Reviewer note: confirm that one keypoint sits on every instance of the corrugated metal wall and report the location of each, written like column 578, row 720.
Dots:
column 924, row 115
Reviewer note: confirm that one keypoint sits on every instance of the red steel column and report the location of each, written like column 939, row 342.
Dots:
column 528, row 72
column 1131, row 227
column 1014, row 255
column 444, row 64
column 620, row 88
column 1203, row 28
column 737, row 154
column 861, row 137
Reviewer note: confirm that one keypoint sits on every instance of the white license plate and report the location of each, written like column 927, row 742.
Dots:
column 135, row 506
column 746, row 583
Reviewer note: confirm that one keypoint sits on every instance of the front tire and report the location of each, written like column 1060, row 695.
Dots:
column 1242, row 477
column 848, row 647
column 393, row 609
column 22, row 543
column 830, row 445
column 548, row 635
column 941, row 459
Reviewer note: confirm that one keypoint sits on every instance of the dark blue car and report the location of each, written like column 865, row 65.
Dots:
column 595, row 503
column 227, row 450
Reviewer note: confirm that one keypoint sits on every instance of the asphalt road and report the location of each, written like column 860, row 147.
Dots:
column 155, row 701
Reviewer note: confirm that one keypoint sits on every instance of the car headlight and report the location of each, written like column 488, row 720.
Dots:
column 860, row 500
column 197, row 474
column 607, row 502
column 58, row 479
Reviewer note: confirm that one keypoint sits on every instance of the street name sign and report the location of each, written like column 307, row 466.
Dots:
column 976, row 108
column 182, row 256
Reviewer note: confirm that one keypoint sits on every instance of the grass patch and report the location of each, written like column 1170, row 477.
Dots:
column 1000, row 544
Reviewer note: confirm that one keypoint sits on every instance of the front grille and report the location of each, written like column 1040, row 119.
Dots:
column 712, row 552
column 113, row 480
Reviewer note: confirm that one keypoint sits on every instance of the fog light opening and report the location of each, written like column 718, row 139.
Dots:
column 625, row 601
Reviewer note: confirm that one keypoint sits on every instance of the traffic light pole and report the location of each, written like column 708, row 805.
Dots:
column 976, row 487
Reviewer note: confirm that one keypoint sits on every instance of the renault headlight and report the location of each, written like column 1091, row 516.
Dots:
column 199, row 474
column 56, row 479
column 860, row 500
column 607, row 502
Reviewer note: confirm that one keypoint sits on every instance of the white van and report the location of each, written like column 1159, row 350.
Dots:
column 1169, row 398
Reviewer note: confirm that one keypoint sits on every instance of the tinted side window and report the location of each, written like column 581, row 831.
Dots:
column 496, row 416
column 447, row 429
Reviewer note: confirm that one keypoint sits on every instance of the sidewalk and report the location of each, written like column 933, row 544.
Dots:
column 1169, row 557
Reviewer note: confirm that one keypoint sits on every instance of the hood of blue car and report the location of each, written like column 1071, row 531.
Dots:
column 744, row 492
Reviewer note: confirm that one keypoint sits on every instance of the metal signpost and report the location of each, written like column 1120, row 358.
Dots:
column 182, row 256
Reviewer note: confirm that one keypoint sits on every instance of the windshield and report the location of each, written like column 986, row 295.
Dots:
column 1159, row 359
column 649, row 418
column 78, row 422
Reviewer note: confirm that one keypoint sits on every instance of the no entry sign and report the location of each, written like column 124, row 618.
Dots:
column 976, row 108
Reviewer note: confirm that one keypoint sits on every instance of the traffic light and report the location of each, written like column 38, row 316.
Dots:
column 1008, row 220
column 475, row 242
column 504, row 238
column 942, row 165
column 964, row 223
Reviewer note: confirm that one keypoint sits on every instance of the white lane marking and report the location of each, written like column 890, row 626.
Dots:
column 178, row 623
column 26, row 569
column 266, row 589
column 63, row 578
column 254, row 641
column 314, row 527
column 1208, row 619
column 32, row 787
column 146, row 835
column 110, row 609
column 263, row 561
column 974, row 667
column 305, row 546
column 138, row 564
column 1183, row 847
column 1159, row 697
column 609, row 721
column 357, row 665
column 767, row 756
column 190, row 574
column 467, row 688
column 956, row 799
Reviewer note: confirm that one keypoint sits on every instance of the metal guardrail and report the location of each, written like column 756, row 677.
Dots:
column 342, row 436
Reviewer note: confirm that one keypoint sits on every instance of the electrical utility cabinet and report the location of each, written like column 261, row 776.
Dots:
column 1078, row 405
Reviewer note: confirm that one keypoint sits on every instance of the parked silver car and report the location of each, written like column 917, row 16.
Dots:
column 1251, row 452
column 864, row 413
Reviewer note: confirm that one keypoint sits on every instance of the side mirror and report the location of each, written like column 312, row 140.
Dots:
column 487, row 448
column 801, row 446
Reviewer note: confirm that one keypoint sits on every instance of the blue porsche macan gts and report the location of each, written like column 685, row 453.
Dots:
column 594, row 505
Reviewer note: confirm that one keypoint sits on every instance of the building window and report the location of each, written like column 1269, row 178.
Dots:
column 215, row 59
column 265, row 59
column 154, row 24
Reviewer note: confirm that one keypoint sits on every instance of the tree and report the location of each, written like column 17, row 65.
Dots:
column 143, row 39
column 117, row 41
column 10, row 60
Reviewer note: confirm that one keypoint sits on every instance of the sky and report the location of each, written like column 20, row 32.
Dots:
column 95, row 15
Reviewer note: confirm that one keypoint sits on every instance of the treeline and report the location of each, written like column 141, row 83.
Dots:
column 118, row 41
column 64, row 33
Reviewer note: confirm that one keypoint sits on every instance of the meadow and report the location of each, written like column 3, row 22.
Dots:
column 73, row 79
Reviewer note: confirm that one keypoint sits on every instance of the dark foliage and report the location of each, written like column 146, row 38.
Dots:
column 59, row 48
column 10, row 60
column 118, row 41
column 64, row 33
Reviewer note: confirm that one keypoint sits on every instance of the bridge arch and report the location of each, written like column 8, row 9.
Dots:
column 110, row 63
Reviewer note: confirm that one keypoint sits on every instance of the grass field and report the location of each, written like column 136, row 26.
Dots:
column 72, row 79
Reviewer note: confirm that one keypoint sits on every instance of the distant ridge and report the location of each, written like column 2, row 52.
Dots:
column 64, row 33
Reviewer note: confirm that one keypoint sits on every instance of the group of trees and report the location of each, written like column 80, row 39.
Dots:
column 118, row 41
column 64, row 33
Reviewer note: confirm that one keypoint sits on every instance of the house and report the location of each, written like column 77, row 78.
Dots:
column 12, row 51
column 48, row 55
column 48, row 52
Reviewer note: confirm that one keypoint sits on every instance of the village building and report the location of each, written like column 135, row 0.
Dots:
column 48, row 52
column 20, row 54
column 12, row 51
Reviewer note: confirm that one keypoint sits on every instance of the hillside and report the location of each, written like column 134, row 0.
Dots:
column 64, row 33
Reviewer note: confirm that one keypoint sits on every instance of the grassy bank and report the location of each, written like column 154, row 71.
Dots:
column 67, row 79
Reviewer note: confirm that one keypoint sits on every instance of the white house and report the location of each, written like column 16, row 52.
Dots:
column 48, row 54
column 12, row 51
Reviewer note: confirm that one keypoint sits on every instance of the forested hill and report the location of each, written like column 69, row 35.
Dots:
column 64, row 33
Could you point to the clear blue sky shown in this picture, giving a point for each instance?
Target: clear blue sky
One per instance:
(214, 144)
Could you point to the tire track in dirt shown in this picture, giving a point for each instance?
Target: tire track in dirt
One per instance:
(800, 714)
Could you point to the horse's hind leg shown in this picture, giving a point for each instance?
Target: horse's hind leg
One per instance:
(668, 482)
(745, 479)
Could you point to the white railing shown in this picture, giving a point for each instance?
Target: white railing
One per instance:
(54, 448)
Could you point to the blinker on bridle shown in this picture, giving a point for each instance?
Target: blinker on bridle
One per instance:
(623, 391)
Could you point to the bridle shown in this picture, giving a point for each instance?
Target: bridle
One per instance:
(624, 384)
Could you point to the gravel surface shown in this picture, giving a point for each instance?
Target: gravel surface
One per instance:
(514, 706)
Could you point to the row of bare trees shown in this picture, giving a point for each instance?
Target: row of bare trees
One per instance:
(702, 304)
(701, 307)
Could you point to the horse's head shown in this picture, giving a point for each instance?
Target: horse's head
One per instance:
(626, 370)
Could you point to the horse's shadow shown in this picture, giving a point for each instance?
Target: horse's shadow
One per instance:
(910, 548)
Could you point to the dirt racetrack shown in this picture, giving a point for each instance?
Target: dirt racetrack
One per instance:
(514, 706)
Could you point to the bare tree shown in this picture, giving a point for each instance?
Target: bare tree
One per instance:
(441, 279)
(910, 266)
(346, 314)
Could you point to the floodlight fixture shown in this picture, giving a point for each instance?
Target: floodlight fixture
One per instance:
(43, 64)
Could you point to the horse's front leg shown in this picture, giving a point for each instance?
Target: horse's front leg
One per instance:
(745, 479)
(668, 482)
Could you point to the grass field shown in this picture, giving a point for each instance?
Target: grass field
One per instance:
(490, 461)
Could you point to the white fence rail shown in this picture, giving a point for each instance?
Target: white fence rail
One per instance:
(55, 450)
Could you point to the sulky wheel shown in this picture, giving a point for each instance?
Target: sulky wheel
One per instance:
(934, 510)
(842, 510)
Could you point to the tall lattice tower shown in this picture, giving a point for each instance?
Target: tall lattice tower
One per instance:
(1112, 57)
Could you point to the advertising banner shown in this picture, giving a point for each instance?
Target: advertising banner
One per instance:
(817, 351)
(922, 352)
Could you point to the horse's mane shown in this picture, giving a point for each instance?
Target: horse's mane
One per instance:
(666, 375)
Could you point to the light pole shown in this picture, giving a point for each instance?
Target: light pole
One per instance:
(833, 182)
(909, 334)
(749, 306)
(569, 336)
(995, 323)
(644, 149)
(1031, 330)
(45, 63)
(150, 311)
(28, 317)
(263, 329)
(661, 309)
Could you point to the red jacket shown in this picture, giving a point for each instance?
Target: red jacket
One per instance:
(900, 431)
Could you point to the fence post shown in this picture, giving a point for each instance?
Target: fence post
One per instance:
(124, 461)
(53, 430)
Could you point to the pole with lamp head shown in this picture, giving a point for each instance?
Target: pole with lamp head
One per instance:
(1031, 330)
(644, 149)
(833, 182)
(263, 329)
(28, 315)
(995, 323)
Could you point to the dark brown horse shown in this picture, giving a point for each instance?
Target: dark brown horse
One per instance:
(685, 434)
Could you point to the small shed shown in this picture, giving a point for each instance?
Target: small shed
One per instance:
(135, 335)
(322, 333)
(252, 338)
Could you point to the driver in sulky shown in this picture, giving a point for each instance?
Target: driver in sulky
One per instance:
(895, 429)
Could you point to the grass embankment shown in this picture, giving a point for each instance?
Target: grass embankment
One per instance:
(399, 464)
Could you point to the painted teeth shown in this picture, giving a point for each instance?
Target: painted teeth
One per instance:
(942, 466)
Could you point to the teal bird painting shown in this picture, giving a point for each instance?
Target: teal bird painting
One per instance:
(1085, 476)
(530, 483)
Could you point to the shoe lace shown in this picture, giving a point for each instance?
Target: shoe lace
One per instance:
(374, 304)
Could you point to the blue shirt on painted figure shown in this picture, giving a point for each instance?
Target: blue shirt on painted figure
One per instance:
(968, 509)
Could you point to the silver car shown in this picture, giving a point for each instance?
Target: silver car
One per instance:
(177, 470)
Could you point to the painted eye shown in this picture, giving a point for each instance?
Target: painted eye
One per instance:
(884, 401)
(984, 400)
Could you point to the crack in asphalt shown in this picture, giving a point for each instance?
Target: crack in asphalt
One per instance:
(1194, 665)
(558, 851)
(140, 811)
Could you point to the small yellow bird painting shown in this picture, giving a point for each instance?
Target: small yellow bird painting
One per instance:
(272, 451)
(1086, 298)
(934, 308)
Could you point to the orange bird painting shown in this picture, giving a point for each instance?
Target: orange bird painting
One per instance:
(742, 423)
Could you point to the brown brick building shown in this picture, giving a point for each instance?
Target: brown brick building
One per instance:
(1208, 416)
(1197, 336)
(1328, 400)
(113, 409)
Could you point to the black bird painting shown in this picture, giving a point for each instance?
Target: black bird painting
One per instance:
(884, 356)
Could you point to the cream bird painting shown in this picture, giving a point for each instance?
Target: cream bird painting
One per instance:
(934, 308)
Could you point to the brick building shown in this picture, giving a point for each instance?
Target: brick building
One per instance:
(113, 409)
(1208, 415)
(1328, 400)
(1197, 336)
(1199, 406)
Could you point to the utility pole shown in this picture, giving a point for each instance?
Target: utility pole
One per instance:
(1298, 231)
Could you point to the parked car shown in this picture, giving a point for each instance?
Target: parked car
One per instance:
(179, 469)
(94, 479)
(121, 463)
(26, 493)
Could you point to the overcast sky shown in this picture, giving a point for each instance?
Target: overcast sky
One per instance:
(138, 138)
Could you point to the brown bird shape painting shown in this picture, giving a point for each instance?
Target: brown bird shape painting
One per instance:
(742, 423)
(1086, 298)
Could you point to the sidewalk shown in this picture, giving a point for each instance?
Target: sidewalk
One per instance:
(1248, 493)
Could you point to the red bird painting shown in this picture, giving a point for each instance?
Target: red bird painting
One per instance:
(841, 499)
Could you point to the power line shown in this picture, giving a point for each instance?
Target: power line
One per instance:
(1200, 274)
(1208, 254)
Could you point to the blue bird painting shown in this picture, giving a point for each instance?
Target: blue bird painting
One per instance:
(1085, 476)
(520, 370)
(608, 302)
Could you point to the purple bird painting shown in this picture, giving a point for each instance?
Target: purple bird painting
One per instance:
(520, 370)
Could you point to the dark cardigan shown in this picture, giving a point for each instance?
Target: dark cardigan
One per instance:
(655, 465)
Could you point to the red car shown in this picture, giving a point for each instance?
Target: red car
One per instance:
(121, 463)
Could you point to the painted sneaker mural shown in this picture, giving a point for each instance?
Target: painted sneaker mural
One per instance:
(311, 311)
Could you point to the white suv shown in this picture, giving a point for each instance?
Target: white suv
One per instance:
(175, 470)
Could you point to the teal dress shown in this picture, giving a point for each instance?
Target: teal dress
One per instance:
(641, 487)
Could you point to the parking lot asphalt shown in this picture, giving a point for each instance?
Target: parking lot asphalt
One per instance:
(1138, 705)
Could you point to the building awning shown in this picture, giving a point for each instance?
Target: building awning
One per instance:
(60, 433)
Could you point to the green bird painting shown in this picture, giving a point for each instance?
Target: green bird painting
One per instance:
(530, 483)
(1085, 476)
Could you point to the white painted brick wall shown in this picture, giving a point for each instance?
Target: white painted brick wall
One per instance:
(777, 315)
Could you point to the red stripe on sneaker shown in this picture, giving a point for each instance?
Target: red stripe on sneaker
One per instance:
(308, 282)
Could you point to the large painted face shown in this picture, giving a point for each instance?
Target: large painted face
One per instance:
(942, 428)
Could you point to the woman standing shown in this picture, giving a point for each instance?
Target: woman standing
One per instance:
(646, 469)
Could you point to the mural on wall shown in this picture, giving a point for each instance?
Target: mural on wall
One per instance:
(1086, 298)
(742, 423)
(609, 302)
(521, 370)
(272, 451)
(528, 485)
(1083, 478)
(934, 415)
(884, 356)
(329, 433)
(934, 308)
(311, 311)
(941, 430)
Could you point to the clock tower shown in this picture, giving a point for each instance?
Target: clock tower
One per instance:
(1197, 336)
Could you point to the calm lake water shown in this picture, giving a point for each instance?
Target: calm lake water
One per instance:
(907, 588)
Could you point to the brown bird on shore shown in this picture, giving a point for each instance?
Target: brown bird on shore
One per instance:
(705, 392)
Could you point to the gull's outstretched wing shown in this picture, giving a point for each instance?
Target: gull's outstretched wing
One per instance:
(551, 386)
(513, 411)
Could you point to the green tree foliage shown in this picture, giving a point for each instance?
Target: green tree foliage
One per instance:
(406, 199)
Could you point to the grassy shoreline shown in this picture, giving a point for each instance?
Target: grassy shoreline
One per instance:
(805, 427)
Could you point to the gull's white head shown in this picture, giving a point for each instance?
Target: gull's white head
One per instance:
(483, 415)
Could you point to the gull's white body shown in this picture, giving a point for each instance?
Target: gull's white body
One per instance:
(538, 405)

* WHAT IS REQUIRED:
Quote everything from the first of the lines above down to the line containing "column 746, row 583", both included, and reproduce each one word for word.

* SOLUTION FOR THIS EXERCISE:
Reviewer note: confirm that one keypoint sits on every instance of the corrugated metal wall and report the location of each, written like column 578, row 720.
Dots:
column 924, row 115
Reviewer note: confirm that one keypoint sits on every instance of the red steel column and report the location of each, written like column 939, row 342.
Dots:
column 528, row 72
column 1131, row 227
column 1014, row 255
column 444, row 64
column 620, row 88
column 1203, row 28
column 737, row 154
column 861, row 137
Reviewer note: confirm that one keypoint sits on every instance of the white license plate and report the location of each, written like column 927, row 742.
Dots:
column 135, row 506
column 746, row 583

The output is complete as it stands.